**HOW TO COMPLETE THIS TASK**
Everything from the line containing "Where can the yellow ambulance van" through the final line of the material is to be restated word for word, and only that.

-------- EXERCISE DATA --------

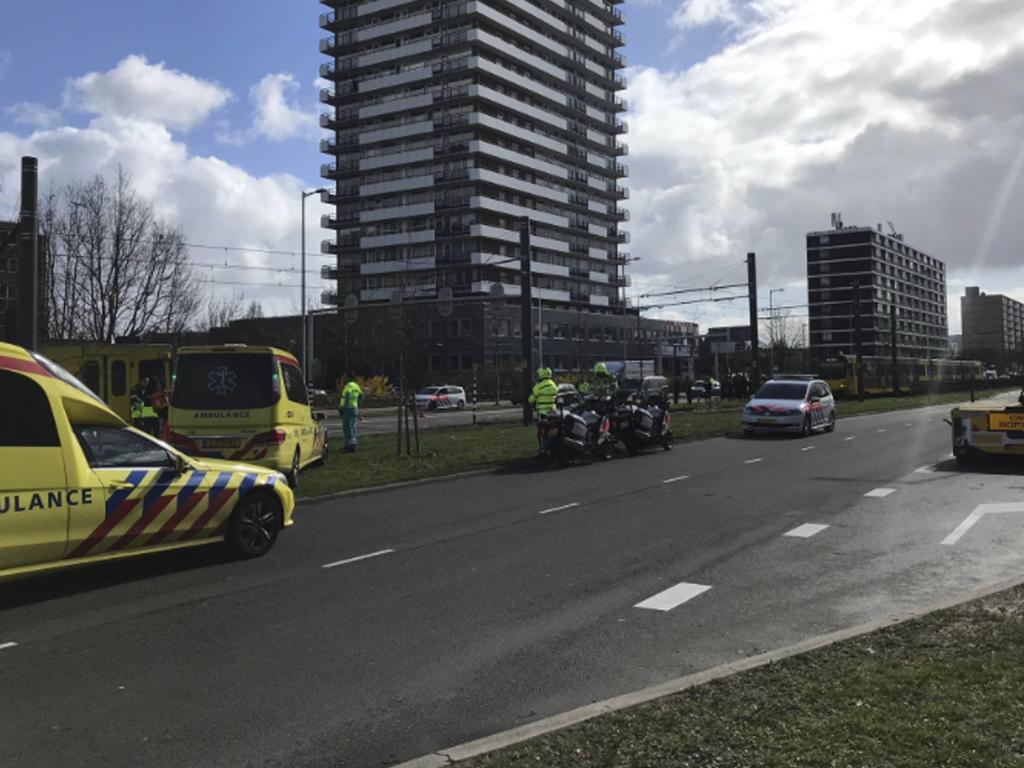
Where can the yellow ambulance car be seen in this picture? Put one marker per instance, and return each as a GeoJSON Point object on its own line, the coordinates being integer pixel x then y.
{"type": "Point", "coordinates": [245, 403]}
{"type": "Point", "coordinates": [79, 485]}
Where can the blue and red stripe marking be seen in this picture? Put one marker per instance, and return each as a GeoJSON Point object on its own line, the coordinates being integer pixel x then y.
{"type": "Point", "coordinates": [188, 499]}
{"type": "Point", "coordinates": [118, 507]}
{"type": "Point", "coordinates": [153, 504]}
{"type": "Point", "coordinates": [219, 496]}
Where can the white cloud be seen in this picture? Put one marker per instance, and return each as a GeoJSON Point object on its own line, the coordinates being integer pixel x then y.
{"type": "Point", "coordinates": [911, 112]}
{"type": "Point", "coordinates": [213, 202]}
{"type": "Point", "coordinates": [138, 89]}
{"type": "Point", "coordinates": [29, 113]}
{"type": "Point", "coordinates": [276, 117]}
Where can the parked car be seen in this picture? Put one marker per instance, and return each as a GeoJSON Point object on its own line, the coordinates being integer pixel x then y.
{"type": "Point", "coordinates": [791, 404]}
{"type": "Point", "coordinates": [444, 396]}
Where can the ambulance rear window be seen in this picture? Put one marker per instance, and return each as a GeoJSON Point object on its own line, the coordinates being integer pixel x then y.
{"type": "Point", "coordinates": [215, 381]}
{"type": "Point", "coordinates": [26, 418]}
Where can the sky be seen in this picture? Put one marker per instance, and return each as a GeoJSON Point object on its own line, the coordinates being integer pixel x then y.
{"type": "Point", "coordinates": [751, 121]}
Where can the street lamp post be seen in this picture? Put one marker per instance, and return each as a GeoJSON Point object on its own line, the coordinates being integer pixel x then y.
{"type": "Point", "coordinates": [302, 300]}
{"type": "Point", "coordinates": [771, 330]}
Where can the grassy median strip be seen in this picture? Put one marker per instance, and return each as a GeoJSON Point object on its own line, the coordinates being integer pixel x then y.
{"type": "Point", "coordinates": [946, 689]}
{"type": "Point", "coordinates": [446, 451]}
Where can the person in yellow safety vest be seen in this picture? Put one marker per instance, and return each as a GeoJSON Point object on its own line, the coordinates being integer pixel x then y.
{"type": "Point", "coordinates": [543, 400]}
{"type": "Point", "coordinates": [143, 415]}
{"type": "Point", "coordinates": [348, 407]}
{"type": "Point", "coordinates": [602, 383]}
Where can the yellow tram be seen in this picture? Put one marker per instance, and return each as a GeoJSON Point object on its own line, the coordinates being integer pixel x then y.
{"type": "Point", "coordinates": [915, 374]}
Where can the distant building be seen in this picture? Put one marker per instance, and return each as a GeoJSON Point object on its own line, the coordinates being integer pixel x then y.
{"type": "Point", "coordinates": [993, 327]}
{"type": "Point", "coordinates": [843, 262]}
{"type": "Point", "coordinates": [452, 123]}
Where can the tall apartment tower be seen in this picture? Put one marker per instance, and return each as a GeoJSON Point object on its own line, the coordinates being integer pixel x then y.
{"type": "Point", "coordinates": [993, 327]}
{"type": "Point", "coordinates": [455, 120]}
{"type": "Point", "coordinates": [845, 261]}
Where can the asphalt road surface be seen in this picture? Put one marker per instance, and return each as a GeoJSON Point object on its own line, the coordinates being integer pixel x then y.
{"type": "Point", "coordinates": [395, 624]}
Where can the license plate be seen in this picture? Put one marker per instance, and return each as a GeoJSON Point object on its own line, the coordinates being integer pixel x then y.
{"type": "Point", "coordinates": [1006, 422]}
{"type": "Point", "coordinates": [220, 442]}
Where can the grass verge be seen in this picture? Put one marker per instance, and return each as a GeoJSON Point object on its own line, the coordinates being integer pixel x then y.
{"type": "Point", "coordinates": [446, 451]}
{"type": "Point", "coordinates": [941, 690]}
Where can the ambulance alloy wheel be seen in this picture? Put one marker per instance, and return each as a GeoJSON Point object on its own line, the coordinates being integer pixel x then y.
{"type": "Point", "coordinates": [254, 524]}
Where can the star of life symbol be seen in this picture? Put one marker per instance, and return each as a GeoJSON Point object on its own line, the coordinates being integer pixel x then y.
{"type": "Point", "coordinates": [222, 381]}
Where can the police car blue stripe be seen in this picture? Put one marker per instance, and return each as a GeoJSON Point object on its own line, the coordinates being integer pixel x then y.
{"type": "Point", "coordinates": [118, 497]}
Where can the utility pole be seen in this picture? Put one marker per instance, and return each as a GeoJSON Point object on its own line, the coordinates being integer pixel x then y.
{"type": "Point", "coordinates": [752, 288]}
{"type": "Point", "coordinates": [303, 361]}
{"type": "Point", "coordinates": [857, 340]}
{"type": "Point", "coordinates": [526, 316]}
{"type": "Point", "coordinates": [28, 267]}
{"type": "Point", "coordinates": [892, 348]}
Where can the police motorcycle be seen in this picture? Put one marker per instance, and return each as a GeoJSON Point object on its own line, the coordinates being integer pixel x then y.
{"type": "Point", "coordinates": [642, 418]}
{"type": "Point", "coordinates": [577, 427]}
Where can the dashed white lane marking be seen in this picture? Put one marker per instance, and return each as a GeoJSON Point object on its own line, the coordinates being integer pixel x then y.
{"type": "Point", "coordinates": [979, 512]}
{"type": "Point", "coordinates": [558, 509]}
{"type": "Point", "coordinates": [673, 597]}
{"type": "Point", "coordinates": [806, 530]}
{"type": "Point", "coordinates": [356, 559]}
{"type": "Point", "coordinates": [880, 493]}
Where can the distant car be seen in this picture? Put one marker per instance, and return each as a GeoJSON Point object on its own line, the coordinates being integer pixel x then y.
{"type": "Point", "coordinates": [435, 398]}
{"type": "Point", "coordinates": [802, 406]}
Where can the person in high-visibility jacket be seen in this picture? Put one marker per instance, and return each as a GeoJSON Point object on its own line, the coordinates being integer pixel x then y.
{"type": "Point", "coordinates": [543, 400]}
{"type": "Point", "coordinates": [348, 407]}
{"type": "Point", "coordinates": [143, 415]}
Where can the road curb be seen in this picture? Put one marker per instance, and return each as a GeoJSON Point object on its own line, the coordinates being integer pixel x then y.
{"type": "Point", "coordinates": [463, 752]}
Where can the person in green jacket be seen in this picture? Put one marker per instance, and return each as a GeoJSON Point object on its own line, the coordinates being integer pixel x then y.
{"type": "Point", "coordinates": [543, 399]}
{"type": "Point", "coordinates": [348, 407]}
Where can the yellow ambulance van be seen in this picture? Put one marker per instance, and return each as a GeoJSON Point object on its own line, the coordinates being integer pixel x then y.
{"type": "Point", "coordinates": [245, 403]}
{"type": "Point", "coordinates": [79, 485]}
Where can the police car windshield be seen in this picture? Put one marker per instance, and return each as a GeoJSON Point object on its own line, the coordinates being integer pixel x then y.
{"type": "Point", "coordinates": [216, 381]}
{"type": "Point", "coordinates": [782, 390]}
{"type": "Point", "coordinates": [56, 371]}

--------

**REPLY TO THE EXERCISE**
Where can the yellow ambulance van be seen in this picture? Put one marker per instance, and return each as a GeoJSON Point object on its own line, the coordinates being integer pixel x then y.
{"type": "Point", "coordinates": [245, 403]}
{"type": "Point", "coordinates": [79, 485]}
Where can the police car windshield be seen in this picture? Put one marker per instance, and return each as a GeoJSON Point object on its own line, the coordinates being integer pixel x then y.
{"type": "Point", "coordinates": [216, 381]}
{"type": "Point", "coordinates": [782, 390]}
{"type": "Point", "coordinates": [56, 371]}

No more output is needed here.